**Work instructions:** Every line of the material that holds "sign" should be counted; give the number and nothing more.

**Exercise data:**
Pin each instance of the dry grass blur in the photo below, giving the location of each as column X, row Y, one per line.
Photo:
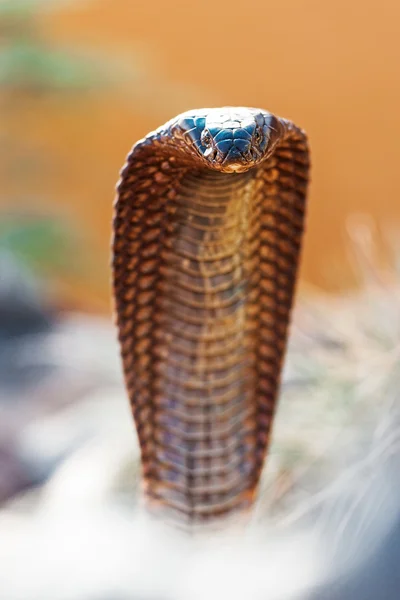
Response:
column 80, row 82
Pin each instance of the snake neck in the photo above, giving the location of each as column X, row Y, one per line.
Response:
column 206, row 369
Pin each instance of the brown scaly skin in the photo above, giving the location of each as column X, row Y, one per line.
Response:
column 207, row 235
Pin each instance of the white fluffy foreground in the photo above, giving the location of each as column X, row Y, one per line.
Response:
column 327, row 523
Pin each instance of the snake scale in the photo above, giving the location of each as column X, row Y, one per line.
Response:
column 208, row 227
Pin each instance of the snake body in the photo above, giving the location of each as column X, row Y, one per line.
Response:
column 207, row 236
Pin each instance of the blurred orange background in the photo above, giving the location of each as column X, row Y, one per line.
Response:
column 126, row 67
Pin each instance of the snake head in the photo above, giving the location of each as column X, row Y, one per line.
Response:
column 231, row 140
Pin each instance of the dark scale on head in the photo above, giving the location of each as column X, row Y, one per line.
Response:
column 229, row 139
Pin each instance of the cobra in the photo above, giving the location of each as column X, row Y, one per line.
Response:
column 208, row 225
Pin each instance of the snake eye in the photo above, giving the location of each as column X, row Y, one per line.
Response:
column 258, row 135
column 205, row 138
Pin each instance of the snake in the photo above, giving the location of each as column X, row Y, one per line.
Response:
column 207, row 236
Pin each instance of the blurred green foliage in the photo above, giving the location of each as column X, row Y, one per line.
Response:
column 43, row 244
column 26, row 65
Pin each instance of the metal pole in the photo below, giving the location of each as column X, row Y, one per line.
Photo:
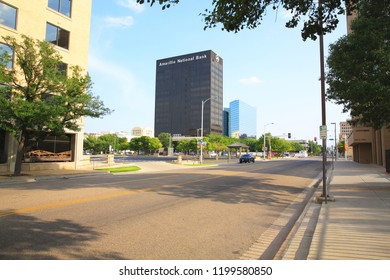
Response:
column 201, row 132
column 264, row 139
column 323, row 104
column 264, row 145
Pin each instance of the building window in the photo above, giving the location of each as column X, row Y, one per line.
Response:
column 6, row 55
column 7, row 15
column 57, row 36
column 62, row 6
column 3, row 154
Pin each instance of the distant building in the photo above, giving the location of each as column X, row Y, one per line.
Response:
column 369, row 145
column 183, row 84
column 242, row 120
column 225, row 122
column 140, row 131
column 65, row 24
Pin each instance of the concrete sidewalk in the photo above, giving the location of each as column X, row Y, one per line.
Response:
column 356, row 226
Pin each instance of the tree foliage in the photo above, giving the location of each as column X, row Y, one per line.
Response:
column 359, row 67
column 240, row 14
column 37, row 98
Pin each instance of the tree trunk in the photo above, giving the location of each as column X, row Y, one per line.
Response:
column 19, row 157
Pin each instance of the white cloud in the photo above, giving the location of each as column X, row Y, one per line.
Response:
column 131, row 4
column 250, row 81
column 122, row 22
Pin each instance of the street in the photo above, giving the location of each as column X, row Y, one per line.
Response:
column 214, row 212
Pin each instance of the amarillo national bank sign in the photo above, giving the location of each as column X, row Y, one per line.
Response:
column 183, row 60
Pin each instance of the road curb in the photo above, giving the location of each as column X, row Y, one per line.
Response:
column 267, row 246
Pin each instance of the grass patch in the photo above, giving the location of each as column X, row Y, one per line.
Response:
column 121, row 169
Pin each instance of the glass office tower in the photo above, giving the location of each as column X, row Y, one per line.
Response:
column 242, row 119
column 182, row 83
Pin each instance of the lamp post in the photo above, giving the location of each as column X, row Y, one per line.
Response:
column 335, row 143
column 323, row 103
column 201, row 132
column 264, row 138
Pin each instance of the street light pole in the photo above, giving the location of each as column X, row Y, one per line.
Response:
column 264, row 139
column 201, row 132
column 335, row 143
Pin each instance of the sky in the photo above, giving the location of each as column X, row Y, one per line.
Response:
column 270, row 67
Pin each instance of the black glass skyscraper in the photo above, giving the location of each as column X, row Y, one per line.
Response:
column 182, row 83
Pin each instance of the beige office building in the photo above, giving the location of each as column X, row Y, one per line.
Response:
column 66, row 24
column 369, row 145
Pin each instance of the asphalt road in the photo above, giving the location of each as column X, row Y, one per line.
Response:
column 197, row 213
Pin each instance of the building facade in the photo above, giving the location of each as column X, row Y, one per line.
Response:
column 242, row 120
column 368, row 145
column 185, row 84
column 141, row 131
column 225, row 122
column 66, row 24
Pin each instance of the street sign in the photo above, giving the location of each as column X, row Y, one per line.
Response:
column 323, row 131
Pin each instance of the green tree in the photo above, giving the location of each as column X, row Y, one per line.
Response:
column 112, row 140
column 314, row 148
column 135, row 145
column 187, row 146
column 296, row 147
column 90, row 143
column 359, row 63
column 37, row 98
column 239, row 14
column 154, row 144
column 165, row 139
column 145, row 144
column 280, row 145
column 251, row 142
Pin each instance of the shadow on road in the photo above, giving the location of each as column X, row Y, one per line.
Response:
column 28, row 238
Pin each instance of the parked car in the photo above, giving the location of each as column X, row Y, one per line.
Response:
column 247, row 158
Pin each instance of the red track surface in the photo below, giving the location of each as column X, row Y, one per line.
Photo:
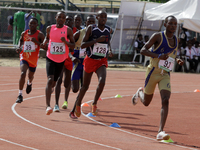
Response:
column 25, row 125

**Expected answer:** 2